> REQUIRED TASK
Return every line of the records below that contains the word "dark".

(Excerpts of bounding box data)

========

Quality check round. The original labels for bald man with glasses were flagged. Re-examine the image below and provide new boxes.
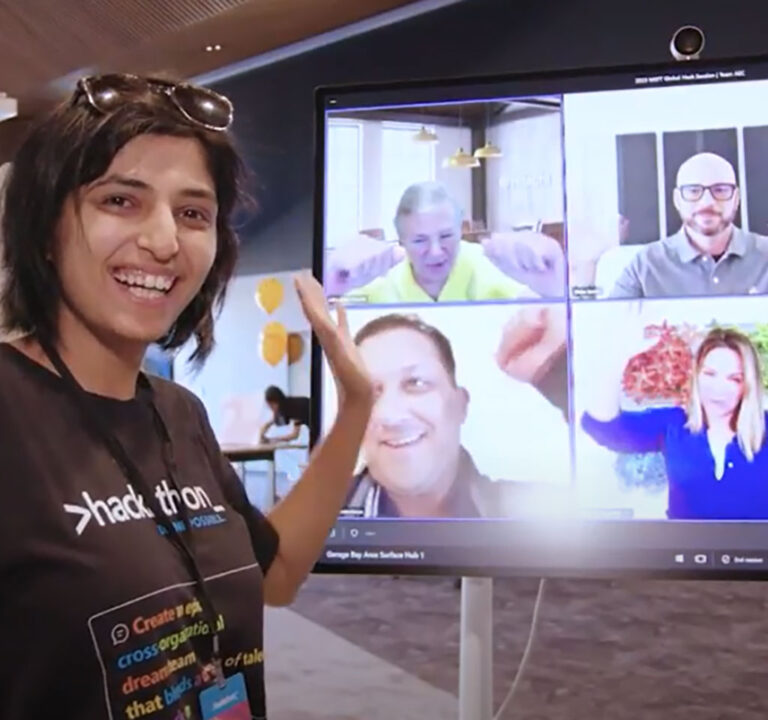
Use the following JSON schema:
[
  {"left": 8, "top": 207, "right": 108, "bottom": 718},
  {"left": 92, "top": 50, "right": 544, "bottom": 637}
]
[{"left": 610, "top": 153, "right": 768, "bottom": 298}]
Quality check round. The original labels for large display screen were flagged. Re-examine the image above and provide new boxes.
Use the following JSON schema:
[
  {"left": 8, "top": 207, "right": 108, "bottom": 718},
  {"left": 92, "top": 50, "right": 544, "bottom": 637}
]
[{"left": 312, "top": 53, "right": 768, "bottom": 577}]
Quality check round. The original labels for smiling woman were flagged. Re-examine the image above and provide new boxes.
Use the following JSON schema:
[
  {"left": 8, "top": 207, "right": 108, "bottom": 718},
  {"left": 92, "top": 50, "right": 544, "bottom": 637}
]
[{"left": 0, "top": 75, "right": 372, "bottom": 720}]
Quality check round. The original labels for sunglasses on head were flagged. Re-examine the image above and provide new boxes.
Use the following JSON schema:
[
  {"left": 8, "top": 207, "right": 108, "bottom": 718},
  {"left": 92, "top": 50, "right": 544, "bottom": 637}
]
[{"left": 73, "top": 75, "right": 234, "bottom": 131}]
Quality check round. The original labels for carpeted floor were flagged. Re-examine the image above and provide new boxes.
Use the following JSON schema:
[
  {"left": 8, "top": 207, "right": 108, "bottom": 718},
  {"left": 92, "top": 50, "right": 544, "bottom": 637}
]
[{"left": 293, "top": 576, "right": 768, "bottom": 720}]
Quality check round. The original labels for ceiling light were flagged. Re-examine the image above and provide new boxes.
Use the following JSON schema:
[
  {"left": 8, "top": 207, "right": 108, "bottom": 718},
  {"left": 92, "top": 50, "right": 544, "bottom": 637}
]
[
  {"left": 443, "top": 148, "right": 480, "bottom": 168},
  {"left": 474, "top": 140, "right": 503, "bottom": 159},
  {"left": 413, "top": 125, "right": 437, "bottom": 142}
]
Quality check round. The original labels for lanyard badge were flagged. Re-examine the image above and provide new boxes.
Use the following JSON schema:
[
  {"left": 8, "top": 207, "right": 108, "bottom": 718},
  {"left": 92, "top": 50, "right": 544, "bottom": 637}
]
[{"left": 200, "top": 673, "right": 252, "bottom": 720}]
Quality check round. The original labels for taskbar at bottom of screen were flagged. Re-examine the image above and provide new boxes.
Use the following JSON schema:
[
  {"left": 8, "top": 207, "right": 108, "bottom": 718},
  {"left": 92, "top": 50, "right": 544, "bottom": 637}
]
[{"left": 320, "top": 544, "right": 768, "bottom": 575}]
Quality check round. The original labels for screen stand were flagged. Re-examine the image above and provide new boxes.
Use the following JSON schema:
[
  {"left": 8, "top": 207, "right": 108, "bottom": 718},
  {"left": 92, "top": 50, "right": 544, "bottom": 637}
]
[{"left": 459, "top": 577, "right": 493, "bottom": 720}]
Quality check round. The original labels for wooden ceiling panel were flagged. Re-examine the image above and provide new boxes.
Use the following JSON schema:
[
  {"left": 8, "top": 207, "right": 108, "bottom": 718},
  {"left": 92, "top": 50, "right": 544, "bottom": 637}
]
[{"left": 0, "top": 0, "right": 420, "bottom": 113}]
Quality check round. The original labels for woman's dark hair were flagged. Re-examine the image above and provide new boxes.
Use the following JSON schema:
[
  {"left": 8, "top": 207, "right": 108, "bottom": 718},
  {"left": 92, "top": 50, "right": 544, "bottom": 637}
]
[
  {"left": 0, "top": 82, "right": 244, "bottom": 363},
  {"left": 264, "top": 385, "right": 285, "bottom": 409},
  {"left": 354, "top": 313, "right": 456, "bottom": 385}
]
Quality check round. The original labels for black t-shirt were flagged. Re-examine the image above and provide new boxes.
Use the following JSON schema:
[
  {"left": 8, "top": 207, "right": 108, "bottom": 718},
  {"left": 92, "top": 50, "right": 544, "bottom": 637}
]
[
  {"left": 275, "top": 396, "right": 309, "bottom": 426},
  {"left": 0, "top": 345, "right": 278, "bottom": 720}
]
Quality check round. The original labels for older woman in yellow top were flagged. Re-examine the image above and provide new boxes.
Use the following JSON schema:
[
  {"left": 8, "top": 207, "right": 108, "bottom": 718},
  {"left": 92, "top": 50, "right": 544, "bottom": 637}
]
[{"left": 325, "top": 182, "right": 565, "bottom": 304}]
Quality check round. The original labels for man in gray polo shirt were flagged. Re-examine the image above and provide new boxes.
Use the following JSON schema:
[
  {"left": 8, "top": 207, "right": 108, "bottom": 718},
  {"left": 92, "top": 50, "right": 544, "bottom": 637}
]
[{"left": 610, "top": 153, "right": 768, "bottom": 298}]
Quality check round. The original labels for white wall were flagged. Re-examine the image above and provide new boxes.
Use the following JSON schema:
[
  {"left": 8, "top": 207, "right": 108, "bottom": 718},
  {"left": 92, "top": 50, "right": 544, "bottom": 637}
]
[
  {"left": 174, "top": 273, "right": 310, "bottom": 443},
  {"left": 482, "top": 111, "right": 564, "bottom": 231}
]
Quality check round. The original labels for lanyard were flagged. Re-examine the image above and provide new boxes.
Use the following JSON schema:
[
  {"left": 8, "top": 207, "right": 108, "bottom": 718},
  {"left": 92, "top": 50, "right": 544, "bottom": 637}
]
[{"left": 37, "top": 338, "right": 224, "bottom": 686}]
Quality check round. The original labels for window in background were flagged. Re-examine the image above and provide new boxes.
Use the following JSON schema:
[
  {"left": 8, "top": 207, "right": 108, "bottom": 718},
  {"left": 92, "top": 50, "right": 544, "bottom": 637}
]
[
  {"left": 325, "top": 119, "right": 362, "bottom": 248},
  {"left": 381, "top": 122, "right": 439, "bottom": 240}
]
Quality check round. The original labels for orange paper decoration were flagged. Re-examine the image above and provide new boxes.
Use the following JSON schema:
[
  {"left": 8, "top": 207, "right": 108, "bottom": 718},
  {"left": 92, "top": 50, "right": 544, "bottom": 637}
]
[
  {"left": 288, "top": 333, "right": 304, "bottom": 365},
  {"left": 256, "top": 278, "right": 284, "bottom": 315},
  {"left": 261, "top": 322, "right": 288, "bottom": 367}
]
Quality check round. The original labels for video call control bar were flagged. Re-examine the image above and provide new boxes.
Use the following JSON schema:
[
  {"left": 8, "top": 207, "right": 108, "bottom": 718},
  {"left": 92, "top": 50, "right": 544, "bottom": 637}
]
[{"left": 321, "top": 545, "right": 768, "bottom": 574}]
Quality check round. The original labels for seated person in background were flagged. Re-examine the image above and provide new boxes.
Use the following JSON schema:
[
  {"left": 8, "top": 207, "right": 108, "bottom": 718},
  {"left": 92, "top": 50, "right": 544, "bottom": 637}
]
[
  {"left": 325, "top": 182, "right": 565, "bottom": 303},
  {"left": 582, "top": 320, "right": 768, "bottom": 520},
  {"left": 259, "top": 385, "right": 309, "bottom": 443},
  {"left": 610, "top": 153, "right": 768, "bottom": 297},
  {"left": 342, "top": 307, "right": 570, "bottom": 518}
]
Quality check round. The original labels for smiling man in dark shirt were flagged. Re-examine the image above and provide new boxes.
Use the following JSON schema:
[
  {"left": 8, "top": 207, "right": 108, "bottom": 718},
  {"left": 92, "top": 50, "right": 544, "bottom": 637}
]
[{"left": 610, "top": 153, "right": 768, "bottom": 298}]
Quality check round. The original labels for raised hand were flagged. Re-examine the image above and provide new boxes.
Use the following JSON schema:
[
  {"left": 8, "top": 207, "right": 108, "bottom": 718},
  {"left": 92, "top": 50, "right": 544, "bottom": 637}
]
[
  {"left": 496, "top": 305, "right": 566, "bottom": 383},
  {"left": 325, "top": 235, "right": 405, "bottom": 297},
  {"left": 294, "top": 271, "right": 373, "bottom": 408},
  {"left": 483, "top": 230, "right": 565, "bottom": 297}
]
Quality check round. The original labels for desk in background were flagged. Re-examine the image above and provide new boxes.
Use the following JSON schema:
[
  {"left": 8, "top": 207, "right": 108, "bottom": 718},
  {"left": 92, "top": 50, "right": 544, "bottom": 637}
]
[{"left": 221, "top": 443, "right": 307, "bottom": 505}]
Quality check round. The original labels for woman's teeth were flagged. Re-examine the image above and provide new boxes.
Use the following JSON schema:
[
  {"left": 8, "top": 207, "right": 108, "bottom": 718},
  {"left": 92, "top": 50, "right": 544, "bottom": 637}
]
[
  {"left": 113, "top": 270, "right": 175, "bottom": 298},
  {"left": 384, "top": 433, "right": 424, "bottom": 448}
]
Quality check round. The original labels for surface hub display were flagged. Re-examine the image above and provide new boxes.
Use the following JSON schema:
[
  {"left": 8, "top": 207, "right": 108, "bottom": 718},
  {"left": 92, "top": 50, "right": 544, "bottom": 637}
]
[{"left": 312, "top": 52, "right": 768, "bottom": 578}]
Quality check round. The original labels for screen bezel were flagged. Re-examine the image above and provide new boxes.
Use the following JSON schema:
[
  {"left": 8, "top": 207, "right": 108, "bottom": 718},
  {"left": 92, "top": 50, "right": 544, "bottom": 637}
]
[{"left": 310, "top": 54, "right": 768, "bottom": 581}]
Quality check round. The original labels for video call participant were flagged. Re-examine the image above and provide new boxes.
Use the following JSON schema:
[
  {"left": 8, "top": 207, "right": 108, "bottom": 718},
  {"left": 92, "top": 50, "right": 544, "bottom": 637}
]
[
  {"left": 577, "top": 329, "right": 768, "bottom": 520},
  {"left": 0, "top": 75, "right": 372, "bottom": 720},
  {"left": 259, "top": 385, "right": 309, "bottom": 442},
  {"left": 610, "top": 153, "right": 768, "bottom": 297},
  {"left": 325, "top": 182, "right": 565, "bottom": 304},
  {"left": 345, "top": 308, "right": 570, "bottom": 518}
]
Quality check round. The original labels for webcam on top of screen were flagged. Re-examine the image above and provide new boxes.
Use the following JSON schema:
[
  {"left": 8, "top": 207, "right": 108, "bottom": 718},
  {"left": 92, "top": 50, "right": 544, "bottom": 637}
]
[{"left": 669, "top": 25, "right": 704, "bottom": 62}]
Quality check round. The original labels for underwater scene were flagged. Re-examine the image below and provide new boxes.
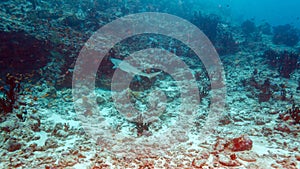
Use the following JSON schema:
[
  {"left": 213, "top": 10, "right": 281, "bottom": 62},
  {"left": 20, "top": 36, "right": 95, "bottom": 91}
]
[{"left": 0, "top": 0, "right": 300, "bottom": 169}]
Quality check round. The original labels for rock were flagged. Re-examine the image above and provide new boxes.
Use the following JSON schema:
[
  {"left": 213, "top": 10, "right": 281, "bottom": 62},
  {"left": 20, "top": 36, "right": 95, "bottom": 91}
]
[
  {"left": 225, "top": 136, "right": 252, "bottom": 151},
  {"left": 238, "top": 152, "right": 258, "bottom": 162},
  {"left": 44, "top": 138, "right": 58, "bottom": 149},
  {"left": 219, "top": 155, "right": 241, "bottom": 167},
  {"left": 7, "top": 142, "right": 22, "bottom": 152},
  {"left": 96, "top": 96, "right": 105, "bottom": 104}
]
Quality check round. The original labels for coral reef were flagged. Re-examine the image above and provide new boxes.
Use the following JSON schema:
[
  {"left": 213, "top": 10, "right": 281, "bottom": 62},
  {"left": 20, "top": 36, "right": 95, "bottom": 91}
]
[
  {"left": 272, "top": 24, "right": 299, "bottom": 46},
  {"left": 261, "top": 49, "right": 299, "bottom": 78},
  {"left": 0, "top": 74, "right": 21, "bottom": 114},
  {"left": 279, "top": 105, "right": 300, "bottom": 124},
  {"left": 241, "top": 20, "right": 257, "bottom": 35},
  {"left": 191, "top": 11, "right": 238, "bottom": 55}
]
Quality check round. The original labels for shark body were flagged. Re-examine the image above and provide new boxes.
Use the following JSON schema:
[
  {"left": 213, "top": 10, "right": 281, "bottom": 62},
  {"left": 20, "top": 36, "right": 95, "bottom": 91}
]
[{"left": 110, "top": 58, "right": 161, "bottom": 79}]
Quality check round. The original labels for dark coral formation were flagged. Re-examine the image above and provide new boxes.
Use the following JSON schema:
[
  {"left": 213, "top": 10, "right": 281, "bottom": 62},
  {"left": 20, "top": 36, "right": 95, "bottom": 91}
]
[
  {"left": 191, "top": 12, "right": 239, "bottom": 55},
  {"left": 279, "top": 105, "right": 300, "bottom": 124},
  {"left": 262, "top": 49, "right": 299, "bottom": 78},
  {"left": 241, "top": 20, "right": 256, "bottom": 35},
  {"left": 0, "top": 75, "right": 21, "bottom": 114},
  {"left": 272, "top": 24, "right": 299, "bottom": 46}
]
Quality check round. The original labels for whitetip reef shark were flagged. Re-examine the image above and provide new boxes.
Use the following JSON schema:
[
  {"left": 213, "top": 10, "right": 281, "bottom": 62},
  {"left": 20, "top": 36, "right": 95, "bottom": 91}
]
[{"left": 110, "top": 58, "right": 161, "bottom": 79}]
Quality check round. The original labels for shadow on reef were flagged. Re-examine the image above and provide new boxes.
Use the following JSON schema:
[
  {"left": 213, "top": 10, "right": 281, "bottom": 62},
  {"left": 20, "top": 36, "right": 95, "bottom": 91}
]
[{"left": 0, "top": 32, "right": 51, "bottom": 77}]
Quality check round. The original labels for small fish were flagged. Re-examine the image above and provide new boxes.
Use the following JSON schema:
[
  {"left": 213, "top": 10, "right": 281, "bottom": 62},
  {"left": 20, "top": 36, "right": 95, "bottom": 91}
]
[{"left": 110, "top": 58, "right": 161, "bottom": 79}]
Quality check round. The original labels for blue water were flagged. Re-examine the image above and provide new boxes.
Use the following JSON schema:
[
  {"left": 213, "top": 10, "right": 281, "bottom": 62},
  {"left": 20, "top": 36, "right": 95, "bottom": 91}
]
[{"left": 202, "top": 0, "right": 300, "bottom": 28}]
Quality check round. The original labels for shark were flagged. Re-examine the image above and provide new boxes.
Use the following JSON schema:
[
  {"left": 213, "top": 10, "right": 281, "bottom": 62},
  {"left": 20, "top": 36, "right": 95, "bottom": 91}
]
[{"left": 110, "top": 58, "right": 161, "bottom": 79}]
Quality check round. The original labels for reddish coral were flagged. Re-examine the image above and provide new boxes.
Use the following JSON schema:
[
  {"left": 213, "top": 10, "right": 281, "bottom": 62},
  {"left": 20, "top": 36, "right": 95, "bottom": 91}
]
[{"left": 226, "top": 136, "right": 252, "bottom": 151}]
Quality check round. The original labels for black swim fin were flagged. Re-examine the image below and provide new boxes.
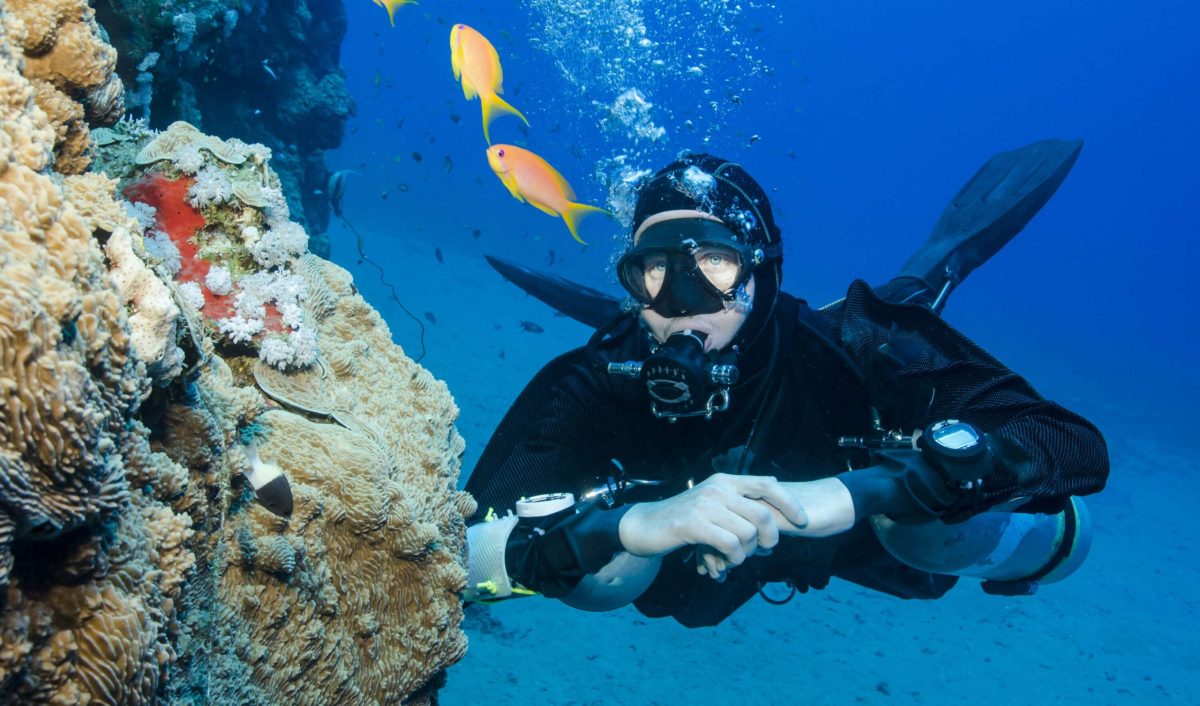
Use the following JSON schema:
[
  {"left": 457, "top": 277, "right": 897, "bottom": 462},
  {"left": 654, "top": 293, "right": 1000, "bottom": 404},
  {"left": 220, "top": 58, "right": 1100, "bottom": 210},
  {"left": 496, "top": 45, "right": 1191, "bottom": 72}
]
[
  {"left": 484, "top": 255, "right": 620, "bottom": 329},
  {"left": 886, "top": 139, "right": 1084, "bottom": 312},
  {"left": 486, "top": 139, "right": 1084, "bottom": 328}
]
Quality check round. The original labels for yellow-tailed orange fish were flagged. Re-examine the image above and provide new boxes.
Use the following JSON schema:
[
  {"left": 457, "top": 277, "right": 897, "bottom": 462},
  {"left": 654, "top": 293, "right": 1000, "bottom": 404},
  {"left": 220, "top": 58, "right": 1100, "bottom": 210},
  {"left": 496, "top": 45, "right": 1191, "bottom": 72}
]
[
  {"left": 450, "top": 24, "right": 529, "bottom": 144},
  {"left": 372, "top": 0, "right": 416, "bottom": 26},
  {"left": 487, "top": 144, "right": 612, "bottom": 245}
]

========

> THE OUTPUT
Quality check round. The original labels for woman's dark hair were flagged. Re-examine the image above and provide new boxes.
Quality check round. The original labels for smiling man in dark shirt were flagged. Re-examine the image above and provide new boxes.
Quality check round. The original labels for dark coral formation were flagged. Re-examine the image above and provide new boxes.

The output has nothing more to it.